Input for this task
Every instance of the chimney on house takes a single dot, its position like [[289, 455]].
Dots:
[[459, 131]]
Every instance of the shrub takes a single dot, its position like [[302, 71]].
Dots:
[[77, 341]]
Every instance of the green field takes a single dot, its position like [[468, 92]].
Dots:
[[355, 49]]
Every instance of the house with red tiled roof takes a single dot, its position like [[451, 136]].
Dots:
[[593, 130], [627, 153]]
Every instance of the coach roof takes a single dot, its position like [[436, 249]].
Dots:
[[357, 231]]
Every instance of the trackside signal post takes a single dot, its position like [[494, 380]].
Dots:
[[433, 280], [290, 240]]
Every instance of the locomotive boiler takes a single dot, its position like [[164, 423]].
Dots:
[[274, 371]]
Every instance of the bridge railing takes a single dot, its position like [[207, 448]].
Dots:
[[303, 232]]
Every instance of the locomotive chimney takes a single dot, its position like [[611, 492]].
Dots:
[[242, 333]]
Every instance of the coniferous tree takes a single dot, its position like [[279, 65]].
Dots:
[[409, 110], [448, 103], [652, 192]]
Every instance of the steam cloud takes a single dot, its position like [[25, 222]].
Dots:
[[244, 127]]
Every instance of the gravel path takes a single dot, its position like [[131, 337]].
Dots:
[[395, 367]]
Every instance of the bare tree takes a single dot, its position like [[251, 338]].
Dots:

Work order
Going through the entries above, tally each line that has the word "house". Answer with the number only.

Task output
2